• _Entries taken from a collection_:

——————

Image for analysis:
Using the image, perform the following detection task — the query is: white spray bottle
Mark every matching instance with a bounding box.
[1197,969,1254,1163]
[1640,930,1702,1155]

——————

• _Task to carry out_: Every line from the one with "Mark every matching" through the last line of the records above should be returned exactly, please, and no others.

• _Solution_:
Mark every matching instance with a bounding box.
[1197,969,1254,1163]
[1640,930,1702,1155]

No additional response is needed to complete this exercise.